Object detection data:

begin

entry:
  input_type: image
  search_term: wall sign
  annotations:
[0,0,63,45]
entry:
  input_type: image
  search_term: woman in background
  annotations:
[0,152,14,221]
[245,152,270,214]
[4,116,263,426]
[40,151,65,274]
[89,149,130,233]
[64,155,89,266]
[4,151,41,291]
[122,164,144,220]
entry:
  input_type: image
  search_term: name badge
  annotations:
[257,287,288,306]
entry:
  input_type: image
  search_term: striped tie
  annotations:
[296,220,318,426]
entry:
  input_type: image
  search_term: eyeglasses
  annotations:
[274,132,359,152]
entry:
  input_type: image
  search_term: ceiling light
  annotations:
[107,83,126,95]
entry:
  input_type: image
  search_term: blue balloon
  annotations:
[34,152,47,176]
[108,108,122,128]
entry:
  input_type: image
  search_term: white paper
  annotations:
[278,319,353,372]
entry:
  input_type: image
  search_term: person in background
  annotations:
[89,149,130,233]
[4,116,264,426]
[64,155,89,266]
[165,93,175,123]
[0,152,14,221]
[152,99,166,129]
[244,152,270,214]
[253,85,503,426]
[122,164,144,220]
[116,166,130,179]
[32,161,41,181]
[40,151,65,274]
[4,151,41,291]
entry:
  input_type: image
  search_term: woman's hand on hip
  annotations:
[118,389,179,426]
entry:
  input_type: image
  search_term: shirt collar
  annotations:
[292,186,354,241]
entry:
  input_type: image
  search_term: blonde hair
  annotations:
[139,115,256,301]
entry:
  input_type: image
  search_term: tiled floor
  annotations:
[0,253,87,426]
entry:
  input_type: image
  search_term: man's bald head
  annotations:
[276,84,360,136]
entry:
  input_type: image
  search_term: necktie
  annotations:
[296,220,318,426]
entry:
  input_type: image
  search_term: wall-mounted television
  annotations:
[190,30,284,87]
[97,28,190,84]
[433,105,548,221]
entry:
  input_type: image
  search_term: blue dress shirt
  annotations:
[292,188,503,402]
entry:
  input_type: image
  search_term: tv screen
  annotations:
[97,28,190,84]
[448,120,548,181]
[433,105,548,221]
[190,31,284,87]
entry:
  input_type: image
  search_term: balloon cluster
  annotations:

end

EXERCISE OBJECTIVE - Copy out all of the data above, reproducing every line without any change.

IN RESPONSE -
entry:
  input_type: image
  search_term: wall sign
  annotations:
[0,0,63,45]
entry:
  input_type: image
  search_term: woman in background
  annotations:
[0,152,14,221]
[245,152,270,214]
[4,116,263,426]
[40,151,65,274]
[89,149,130,233]
[64,155,89,266]
[4,151,41,291]
[122,164,144,220]
entry:
  input_type: image
  search_term: name badge
  annotations:
[257,287,288,306]
entry:
  input_type: image
  search_term: striped tie
  annotations:
[296,220,318,426]
entry:
  input_type: image
  search_term: eyeglasses
  annotations:
[274,132,359,152]
entry:
  input_type: image
  search_term: ceiling light
  annotations:
[107,83,126,95]
entry:
  input_type: image
  search_term: blue balloon
  annotations:
[34,152,47,176]
[108,108,122,128]
entry:
  input_type: image
  search_term: white paper
  annotations:
[278,319,353,372]
entry:
  input_type: image
  search_term: person in background
  annotations:
[89,149,130,233]
[4,116,264,426]
[64,155,89,266]
[165,93,175,123]
[0,152,14,221]
[152,99,166,129]
[244,152,270,214]
[253,85,503,426]
[122,164,144,220]
[116,166,130,179]
[32,161,41,181]
[40,151,65,274]
[4,151,41,291]
entry:
  input_type: image
  search_term: woman's hand on hip
  annotations:
[118,389,179,426]
entry:
  input_type: image
  search_term: shirt collar
  annotations:
[292,186,354,241]
entry:
  input_type: image
  search_term: blonde hair
  annotations:
[139,115,256,301]
entry:
  input_type: image
  search_term: tiled floor
  annotations:
[0,253,87,426]
entry:
  input_type: image
  search_term: man's bald head
  annotations:
[276,84,360,136]
entry:
  input_type: image
  search_term: necktie
  annotations:
[296,220,318,426]
entry:
  input_type: image
  search_term: wall-mounted television
  annotations:
[190,30,284,87]
[97,28,190,84]
[433,105,548,221]
entry:
  input_type: image
  search_term: blue dress shirt
  annotations:
[292,188,503,402]
entry:
  input_type: image
  search_term: tv screen
  annotations:
[97,28,190,84]
[448,120,548,181]
[433,105,548,221]
[190,31,284,87]
entry:
  input_type: image
  search_term: balloon cluster
  annotations:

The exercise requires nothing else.